Start of Supplied entries
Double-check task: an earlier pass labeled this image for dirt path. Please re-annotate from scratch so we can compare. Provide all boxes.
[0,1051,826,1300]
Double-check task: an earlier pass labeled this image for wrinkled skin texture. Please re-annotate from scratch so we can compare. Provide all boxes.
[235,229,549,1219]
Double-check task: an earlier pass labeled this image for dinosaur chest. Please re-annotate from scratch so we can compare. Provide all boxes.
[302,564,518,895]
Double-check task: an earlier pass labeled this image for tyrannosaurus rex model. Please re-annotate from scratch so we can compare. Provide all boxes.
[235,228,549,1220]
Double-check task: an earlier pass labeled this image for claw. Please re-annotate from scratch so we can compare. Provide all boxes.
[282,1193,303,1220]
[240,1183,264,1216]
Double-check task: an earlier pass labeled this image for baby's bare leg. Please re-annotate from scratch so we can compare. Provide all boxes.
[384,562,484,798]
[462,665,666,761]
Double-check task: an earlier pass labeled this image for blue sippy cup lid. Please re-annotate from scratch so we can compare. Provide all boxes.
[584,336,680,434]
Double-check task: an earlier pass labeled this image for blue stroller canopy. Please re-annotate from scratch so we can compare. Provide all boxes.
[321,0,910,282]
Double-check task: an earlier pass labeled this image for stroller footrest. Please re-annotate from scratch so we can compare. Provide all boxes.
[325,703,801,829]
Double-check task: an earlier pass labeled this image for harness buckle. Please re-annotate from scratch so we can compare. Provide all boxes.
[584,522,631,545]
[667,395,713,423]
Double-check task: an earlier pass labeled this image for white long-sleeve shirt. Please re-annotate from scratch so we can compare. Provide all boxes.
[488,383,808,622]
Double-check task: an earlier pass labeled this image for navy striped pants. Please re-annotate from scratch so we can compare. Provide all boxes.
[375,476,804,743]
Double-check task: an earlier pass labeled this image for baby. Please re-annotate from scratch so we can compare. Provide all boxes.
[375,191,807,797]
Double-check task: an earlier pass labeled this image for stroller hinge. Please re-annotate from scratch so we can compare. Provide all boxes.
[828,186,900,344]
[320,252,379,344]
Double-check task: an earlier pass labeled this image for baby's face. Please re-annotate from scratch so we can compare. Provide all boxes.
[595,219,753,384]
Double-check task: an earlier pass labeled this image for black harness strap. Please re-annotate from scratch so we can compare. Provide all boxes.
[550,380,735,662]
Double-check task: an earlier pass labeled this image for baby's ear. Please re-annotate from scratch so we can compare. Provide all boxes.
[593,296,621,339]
End of Supplied entries
# Stated problem
Give every one of the records above as a JSON list of strings, with one string per line and blank lines left out.

# Reply
[
  "Double-check task: an earlier pass labeled this image for dirt path. Please re-annotate from scratch so we can compare. Provide all boxes.",
  "[0,1051,826,1300]",
  "Double-check task: an earlier pass labeled this image for wrinkled skin texture. Please re-annotate from scratch so we can compare. Provide all boxes.",
  "[235,229,549,1219]",
  "Double-check task: an earlier pass labeled this image for dinosaur chest. Please re-annotate from scratch so we can compare. Provide all boxes.",
  "[302,564,518,895]",
  "Double-check task: an earlier pass labeled this image for tyrannosaurus rex model. Please re-annotate from scratch so we can compare. Provide all boxes.",
  "[235,228,549,1220]",
  "Double-check task: an earlier pass labeled this image for claw. Please re-annotate from scratch so we can compare. Provide all boxes.",
  "[282,1193,303,1220]",
  "[240,1183,264,1216]",
  "Double-check task: an earlier pass labeled this image for baby's bare leg. Please re-annotate from scratch so we can compare. Provide all boxes.",
  "[384,562,484,798]",
  "[462,665,666,761]",
  "Double-check task: an earlier pass labeled this image for blue sippy cup lid. Please re-annotate from scratch so we can compare. Provide all boxes.",
  "[584,336,680,434]",
  "Double-check task: an earlier pass labeled this image for blue stroller canopy. Please re-annotate from scratch so we can compare. Provide all boxes.",
  "[321,0,910,282]",
  "Double-check task: an earlier pass labeled this image for stroller footrest. Please re-annotate from scratch so we can compare. Provide all boxes.",
  "[325,703,801,829]",
  "Double-check task: an earlier pass labeled this image for harness buckle. Please re-annotate from scratch so we can compare. Provide all boxes.",
  "[584,522,631,545]",
  "[667,395,713,423]",
  "Double-check task: an earlier pass labeled this image for white long-sleeve shirt. Please re-annotate from scratch so we can compare. Provide all boxes.",
  "[488,383,808,622]",
  "Double-check task: an earlier pass labeled this image for navy striped pants. Please re-annotate from scratch so we can compare. Provide all boxes.",
  "[375,476,804,743]",
  "Double-check task: an earlier pass labeled this image for baby. Please re-annotate from scratch so we can compare. Provide all boxes.",
  "[375,191,807,797]",
  "Double-check task: an earlier pass labeled this image for stroller hinge. Please re-annotate from scratch so we can compare. Provide all boxes.",
  "[828,186,900,344]",
  "[320,252,379,344]",
  "Double-check task: an earlier pass labeled this image for baby's face. Please re-annotate from scratch so we can compare. Provide all boxes.",
  "[595,219,753,384]",
  "Double-check task: an earlier pass labeled this image for black harness strap. Please re-annotate from scratch so we can compare. Provide all boxes.",
  "[550,380,735,662]",
  "Double-check task: an earlier pass labeled this image for baby's ear. Please re-annotate from scratch so we can compare. Provide all boxes.",
  "[593,296,621,339]"
]